BEGIN Extracted text

The Hawaiian Volcano Observatory hosts a large monitoring network, with over 100 remote stations transmitting data 24 hours a day. This information is provided immediately over the Internet, as is live coverage of ongoing eruptions from several webcams accessible from the Hawaiian Volcano Observatory website. Another important function of HVO is to monitor the sulphur emissions that produce the volcanic pollution condition known as vog. The observatory advises the park service when to close areas due to this and other volcanic hazards.

While the main observatory building itself was not open to the public, the adjacent Thomas A. Jaggar Museum included interpretive exhibits on the work performed at the observatory. The exhibits ranged from general information on volcanoes and lava to the scientific equipment and clothing used by volcanologists. Some of the museum's windows provided a sheltered view of Halemaʻumaʻu and the Kīlauea Caldera. A public observation deck at the museum, overlooking Kīlauea and formerly open 24 hours a day, provided views of the area.

END Extracted text
BEGIN Information provided

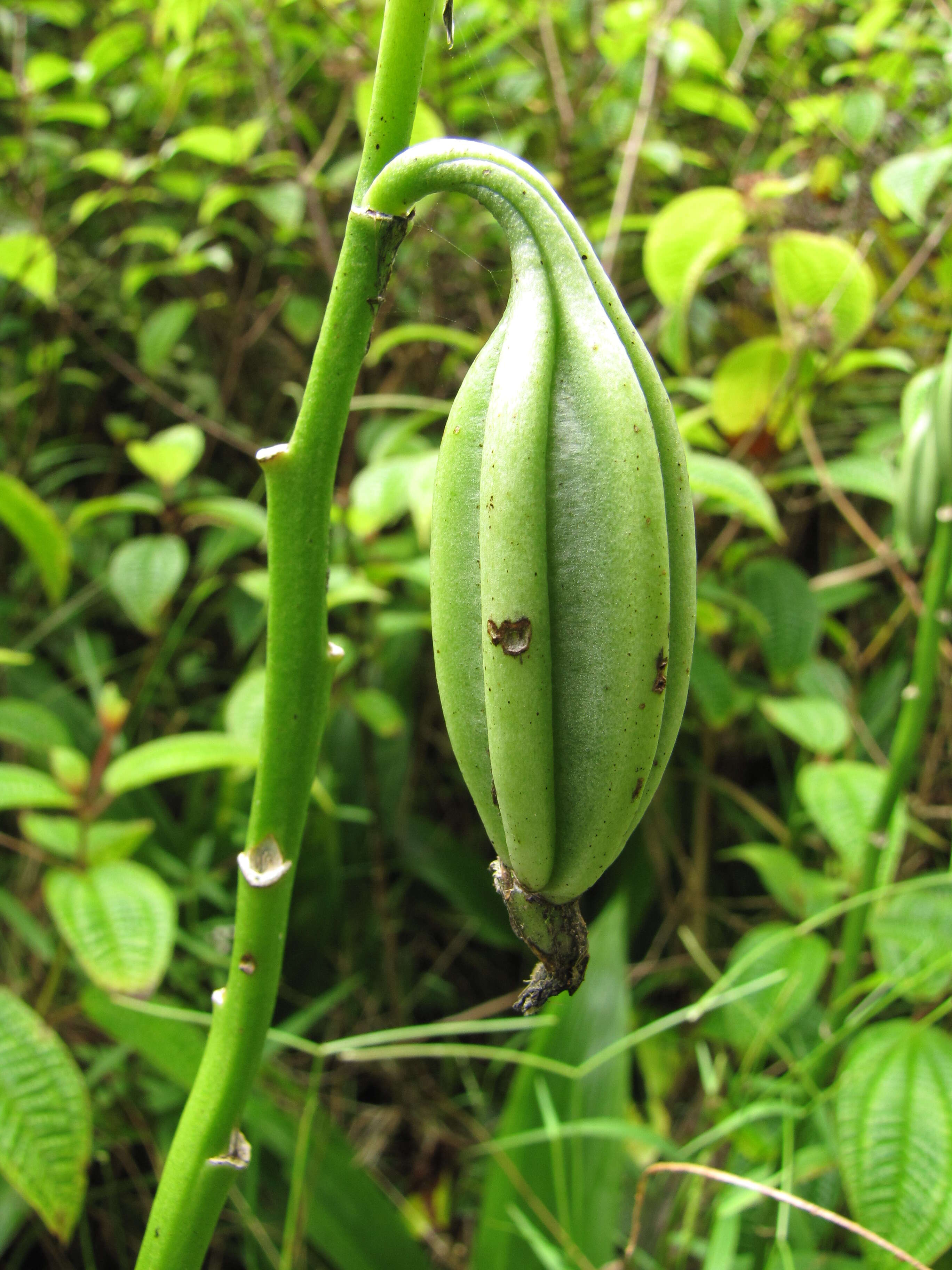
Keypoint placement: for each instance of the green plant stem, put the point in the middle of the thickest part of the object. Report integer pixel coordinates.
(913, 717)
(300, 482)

END Information provided
BEGIN Information provided

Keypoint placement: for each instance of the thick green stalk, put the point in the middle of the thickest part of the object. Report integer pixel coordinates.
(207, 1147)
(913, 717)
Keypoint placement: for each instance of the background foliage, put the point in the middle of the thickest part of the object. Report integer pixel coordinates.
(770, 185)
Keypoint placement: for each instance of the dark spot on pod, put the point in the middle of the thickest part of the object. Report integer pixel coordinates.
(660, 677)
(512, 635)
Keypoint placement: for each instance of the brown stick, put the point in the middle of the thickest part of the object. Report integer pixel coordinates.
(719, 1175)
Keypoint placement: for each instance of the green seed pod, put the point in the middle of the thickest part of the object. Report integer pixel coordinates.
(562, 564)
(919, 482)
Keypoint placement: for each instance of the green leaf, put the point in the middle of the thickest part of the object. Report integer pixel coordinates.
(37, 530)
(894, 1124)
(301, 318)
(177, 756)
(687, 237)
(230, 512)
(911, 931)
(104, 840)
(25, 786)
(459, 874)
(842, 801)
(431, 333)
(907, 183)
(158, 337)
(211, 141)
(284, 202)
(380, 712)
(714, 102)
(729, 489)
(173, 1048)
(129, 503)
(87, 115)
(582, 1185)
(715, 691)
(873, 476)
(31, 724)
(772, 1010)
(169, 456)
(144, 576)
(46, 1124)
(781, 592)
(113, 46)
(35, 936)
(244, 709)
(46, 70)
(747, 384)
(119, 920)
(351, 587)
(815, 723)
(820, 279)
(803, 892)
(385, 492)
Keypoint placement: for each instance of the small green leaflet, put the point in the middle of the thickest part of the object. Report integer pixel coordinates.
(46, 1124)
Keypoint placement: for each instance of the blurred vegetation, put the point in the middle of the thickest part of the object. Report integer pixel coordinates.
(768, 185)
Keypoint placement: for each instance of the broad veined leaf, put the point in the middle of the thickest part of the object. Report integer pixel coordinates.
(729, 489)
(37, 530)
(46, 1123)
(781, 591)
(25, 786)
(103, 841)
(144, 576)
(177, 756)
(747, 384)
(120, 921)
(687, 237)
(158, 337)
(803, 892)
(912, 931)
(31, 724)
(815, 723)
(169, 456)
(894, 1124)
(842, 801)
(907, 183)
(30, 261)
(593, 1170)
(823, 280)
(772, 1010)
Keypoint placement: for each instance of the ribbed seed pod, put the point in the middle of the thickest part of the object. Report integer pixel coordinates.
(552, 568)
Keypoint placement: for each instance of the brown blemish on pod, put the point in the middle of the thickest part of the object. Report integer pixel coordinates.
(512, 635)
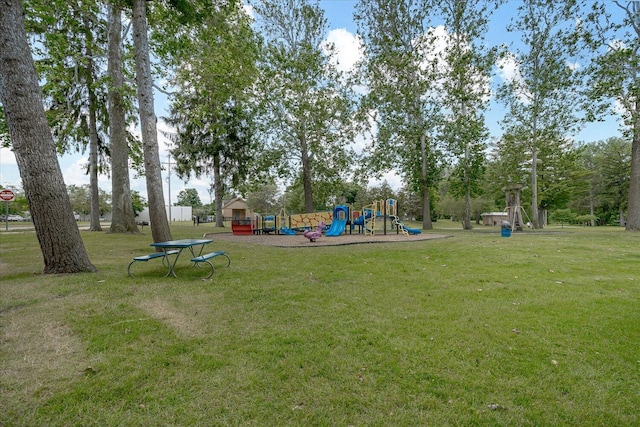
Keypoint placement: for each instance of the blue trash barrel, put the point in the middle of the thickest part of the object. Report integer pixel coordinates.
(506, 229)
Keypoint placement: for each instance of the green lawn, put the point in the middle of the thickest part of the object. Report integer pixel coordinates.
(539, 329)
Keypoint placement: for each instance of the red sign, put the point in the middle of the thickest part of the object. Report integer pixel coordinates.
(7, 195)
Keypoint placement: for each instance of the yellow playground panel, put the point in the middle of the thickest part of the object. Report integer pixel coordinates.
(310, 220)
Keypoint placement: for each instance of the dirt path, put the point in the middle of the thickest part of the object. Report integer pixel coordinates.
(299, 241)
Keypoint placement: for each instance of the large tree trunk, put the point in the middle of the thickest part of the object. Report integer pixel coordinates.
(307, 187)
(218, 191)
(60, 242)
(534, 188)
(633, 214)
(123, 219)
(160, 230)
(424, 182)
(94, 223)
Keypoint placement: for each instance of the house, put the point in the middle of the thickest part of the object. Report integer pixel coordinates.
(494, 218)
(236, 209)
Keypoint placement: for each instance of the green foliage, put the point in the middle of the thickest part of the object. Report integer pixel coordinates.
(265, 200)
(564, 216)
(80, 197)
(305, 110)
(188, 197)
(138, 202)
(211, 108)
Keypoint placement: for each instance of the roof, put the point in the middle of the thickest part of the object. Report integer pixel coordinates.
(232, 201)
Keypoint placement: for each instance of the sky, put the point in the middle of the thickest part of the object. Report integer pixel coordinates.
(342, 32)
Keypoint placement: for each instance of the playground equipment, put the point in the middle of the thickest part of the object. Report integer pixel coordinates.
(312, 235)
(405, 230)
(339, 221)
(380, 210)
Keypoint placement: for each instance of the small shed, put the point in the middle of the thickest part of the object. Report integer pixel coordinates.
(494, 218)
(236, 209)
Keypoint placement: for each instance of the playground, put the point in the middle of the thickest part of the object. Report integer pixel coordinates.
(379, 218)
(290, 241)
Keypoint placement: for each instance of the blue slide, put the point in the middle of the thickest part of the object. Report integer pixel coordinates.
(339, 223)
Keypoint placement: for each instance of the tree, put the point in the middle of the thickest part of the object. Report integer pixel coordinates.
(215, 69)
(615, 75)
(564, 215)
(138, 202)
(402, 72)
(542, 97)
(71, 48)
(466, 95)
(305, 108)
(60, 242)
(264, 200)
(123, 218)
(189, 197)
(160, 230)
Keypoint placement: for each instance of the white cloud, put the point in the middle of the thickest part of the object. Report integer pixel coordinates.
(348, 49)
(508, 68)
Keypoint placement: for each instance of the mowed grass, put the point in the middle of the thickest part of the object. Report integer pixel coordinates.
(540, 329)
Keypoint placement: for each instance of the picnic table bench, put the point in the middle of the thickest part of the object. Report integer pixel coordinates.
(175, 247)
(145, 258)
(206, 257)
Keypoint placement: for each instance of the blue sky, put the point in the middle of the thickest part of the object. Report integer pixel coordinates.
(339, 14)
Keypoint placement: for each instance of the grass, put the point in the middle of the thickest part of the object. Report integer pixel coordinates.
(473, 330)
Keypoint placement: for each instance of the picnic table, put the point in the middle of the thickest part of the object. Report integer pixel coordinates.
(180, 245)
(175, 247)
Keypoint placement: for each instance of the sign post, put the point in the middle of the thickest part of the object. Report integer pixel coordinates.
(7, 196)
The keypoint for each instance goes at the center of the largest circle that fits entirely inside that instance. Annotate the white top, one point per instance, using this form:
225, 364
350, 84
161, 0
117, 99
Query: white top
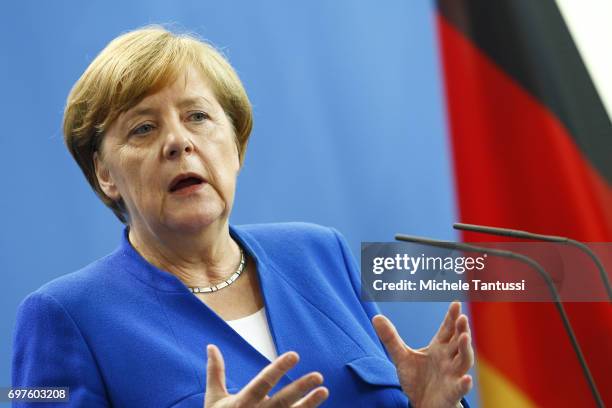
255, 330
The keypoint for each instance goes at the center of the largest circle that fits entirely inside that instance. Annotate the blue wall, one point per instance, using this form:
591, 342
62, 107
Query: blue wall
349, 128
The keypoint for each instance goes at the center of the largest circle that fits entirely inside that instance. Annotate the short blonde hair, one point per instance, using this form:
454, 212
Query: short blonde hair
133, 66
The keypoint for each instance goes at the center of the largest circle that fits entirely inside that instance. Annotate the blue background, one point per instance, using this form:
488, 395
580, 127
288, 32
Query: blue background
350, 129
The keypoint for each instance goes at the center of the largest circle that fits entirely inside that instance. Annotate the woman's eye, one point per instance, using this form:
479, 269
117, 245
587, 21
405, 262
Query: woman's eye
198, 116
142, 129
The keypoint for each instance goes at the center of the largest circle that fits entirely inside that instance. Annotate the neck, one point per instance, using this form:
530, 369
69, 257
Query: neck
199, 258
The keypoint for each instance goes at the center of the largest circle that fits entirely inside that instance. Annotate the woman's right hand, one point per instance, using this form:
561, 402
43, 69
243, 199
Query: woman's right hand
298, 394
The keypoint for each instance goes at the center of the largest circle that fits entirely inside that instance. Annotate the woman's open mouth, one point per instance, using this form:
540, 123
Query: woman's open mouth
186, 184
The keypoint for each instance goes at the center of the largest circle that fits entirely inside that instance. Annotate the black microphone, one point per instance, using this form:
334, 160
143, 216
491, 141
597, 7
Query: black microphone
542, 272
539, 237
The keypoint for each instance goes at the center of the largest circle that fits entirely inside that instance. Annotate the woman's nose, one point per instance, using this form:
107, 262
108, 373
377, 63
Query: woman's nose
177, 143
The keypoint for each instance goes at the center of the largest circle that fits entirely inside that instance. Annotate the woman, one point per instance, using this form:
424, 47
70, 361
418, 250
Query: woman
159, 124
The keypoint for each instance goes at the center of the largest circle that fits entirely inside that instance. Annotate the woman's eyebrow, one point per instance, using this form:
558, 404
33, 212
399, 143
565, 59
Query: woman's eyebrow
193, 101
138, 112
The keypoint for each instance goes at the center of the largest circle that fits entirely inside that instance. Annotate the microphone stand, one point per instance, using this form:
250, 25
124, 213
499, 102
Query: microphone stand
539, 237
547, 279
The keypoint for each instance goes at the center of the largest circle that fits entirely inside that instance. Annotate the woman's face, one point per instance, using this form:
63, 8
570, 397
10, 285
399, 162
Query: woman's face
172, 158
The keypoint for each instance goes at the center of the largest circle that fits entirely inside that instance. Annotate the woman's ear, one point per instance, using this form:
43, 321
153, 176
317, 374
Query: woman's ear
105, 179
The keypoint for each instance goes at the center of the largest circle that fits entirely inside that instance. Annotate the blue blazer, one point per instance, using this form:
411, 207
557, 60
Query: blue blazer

END Information provided

> [What this exercise asks]:
1: According to the Hawaiian Volcano Observatory text, why does HVO monitor sulphur emissions? Answer in one to three sentences.
2: Decide whether each statement agrees with the Hawaiian Volcano Observatory text. Answer yes or no for each, quoting the deciding words.
(a) The monitoring network includes more than 100 remote stations.
(b) The main observatory building was open to the public.
(c) The museum's exhibits included clothing used by volcanologists.
3: Write the next part of the Hawaiian Volcano Observatory text, continuing after its last sentence.
The entries come from a separate source.

> [Answer set]:
1: HVO monitors sulphur emissions because they produce vog, a volcanic pollution condition. The observatory uses this monitoring to advise the park service when to close areas because of vog and other volcanic hazards.

2:
(a) Yes: "over 100 remote stations transmitting data 24 hours a day"
(b) No: "the main observatory building itself was not open to the public"
(c) Yes: "the scientific equipment and clothing used by volcanologists"

3:
On May 10, 2018, Hawaii Volcanoes National Park was closed to the public in the Kīlauea volcano summit area, including the visitor center and park headquarters, due to explosions, earthquakes and toxic ash clouds from Halemaʻumaʻu. While much of the park was reopened on September 22, 2018, the former observatory building and Jaggar Museum were permanently closed, due to considerable structural damage done to the facility. In 2024 the Observatory building and the Jaggar Museum were torn down.

With nearly 70 million in federal relief dollars appropriated in 2019, the observatory looked for a new location for their operations. In April 2019, Hawaii Public Radio reported that a move of the observatory staff to Oʻahu was being considered. In August 2019 it was reported that the observatory was looking for a new permanent site in Hilo to replace the transitional offices in use since 2018. A new HVO field office is planned to be completed within Hawaiʻi Volcanoes National Park in 2026. A new permanent office headquarters building is planned to be finished in 2027, on the University of Hawaiʻi at Hilo campus.